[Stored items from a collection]
○ ○ ○ ○ ○ ○ ○
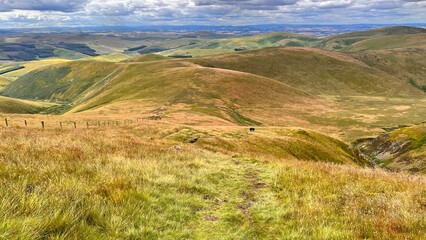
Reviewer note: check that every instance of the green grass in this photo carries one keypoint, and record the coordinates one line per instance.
(400, 150)
(312, 71)
(11, 105)
(61, 82)
(128, 183)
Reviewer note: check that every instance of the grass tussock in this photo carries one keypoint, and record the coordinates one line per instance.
(128, 183)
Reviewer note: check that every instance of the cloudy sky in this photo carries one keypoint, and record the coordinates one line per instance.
(41, 13)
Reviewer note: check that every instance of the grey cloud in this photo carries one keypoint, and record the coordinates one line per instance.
(248, 4)
(42, 5)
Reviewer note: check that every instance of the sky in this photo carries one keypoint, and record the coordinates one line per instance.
(74, 13)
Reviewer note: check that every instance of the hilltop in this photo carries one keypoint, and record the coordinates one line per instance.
(376, 39)
(281, 86)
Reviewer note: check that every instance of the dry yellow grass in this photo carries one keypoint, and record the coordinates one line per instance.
(128, 182)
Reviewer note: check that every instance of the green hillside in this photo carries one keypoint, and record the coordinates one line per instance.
(399, 150)
(272, 143)
(11, 105)
(61, 82)
(314, 71)
(219, 46)
(382, 38)
(175, 87)
(4, 81)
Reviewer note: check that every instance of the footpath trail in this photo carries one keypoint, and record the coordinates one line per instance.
(243, 204)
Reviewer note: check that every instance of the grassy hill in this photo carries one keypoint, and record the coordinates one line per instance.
(219, 46)
(61, 82)
(4, 81)
(314, 71)
(11, 105)
(400, 150)
(177, 87)
(294, 87)
(382, 38)
(128, 182)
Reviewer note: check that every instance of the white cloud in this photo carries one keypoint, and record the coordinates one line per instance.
(213, 12)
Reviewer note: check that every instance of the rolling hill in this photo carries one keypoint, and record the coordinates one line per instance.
(283, 86)
(314, 71)
(12, 105)
(400, 150)
(376, 39)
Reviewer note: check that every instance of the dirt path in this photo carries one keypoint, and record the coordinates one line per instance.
(246, 203)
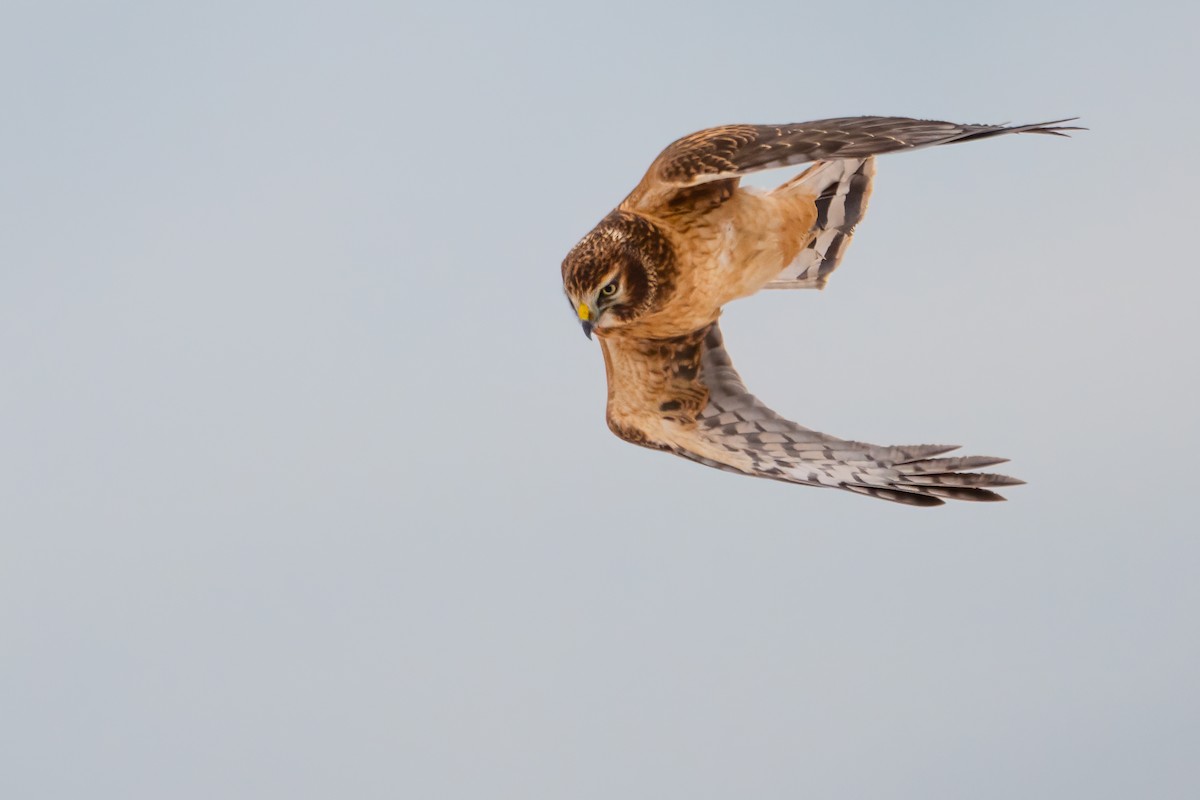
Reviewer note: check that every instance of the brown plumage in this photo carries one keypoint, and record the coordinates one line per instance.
(652, 277)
○ ○ ○ ○ ○ ○ ○
* [Task prompt]: Can you arrange every line of the records above as a JSON list of strings, one string per line, with blank lines skipped and the pictures left out?

* [Finished exercise]:
[
  "Reviewer note: check that every instance of the green grass in this photo carries one keypoint, and record the coordinates one line per instance.",
  "(400, 150)",
  "(312, 71)",
  "(11, 105)",
  "(61, 82)",
  "(128, 183)",
  "Reviewer note: check that every instance of the grass tussock in this photo carries one keypoint, and record the coordinates one line per instance.",
  "(128, 183)",
  "Reviewer note: check that every instance of the cloudy sky in this photo carries one keypoint, and record the coordinates one line per instance.",
  "(41, 13)",
  "Reviewer note: check that every instance of the grey cloud in this photo carries one keypoint, and record the coordinates one line per instance.",
  "(248, 4)",
  "(42, 5)",
  "Reviewer note: check that every instance of the sky in this photo carries one keypoint, and record the coordinates one line per instance.",
  "(74, 13)",
  "Reviewer note: check that every instance of the hilltop in this photo carries one keypoint, and record the coordinates one line per instance.",
  "(376, 39)",
  "(281, 86)",
  "Reviewer note: check that every instance of the dry yellow grass in this photo carries one keypoint, and record the coordinates one line per instance.",
  "(128, 182)",
  "Reviewer note: check that every instance of the green hillside in this photo carries one keypoint, and record the coordinates one line per instance.",
  "(399, 150)",
  "(272, 143)",
  "(11, 105)",
  "(61, 82)",
  "(314, 71)",
  "(219, 46)",
  "(382, 38)",
  "(175, 87)",
  "(4, 81)",
  "Reviewer note: check that every instance of the footpath trail in this photo carries one keypoint, and record the coordinates one line per instance.",
  "(243, 204)",
  "Reviewer note: check that every instance of the grassy hill in this photo carries one keypoint, and record the coordinates one line per instance.",
  "(219, 46)",
  "(61, 82)",
  "(4, 81)",
  "(314, 71)",
  "(11, 105)",
  "(400, 150)",
  "(177, 87)",
  "(294, 87)",
  "(382, 38)",
  "(128, 182)",
  "Reviewer note: check that every instance of the white cloud in this photo carries one keypoint, and record the coordinates one line per instance.",
  "(213, 12)",
  "Reviewer note: check that every instance of the rolling hill in this photo carries one keypoint, and record the coordinates one line per instance.",
  "(283, 86)",
  "(314, 71)",
  "(12, 105)",
  "(400, 150)",
  "(376, 39)",
  "Reviewer note: check that every instance of the dirt path in this photo carries one keypoint, and record the coordinates one line per instance.",
  "(246, 203)",
  "Reviewer note: check that every instance of the brown plumage in this photo carries one keypoint, and record the coordinates one line per instance.",
  "(652, 277)"
]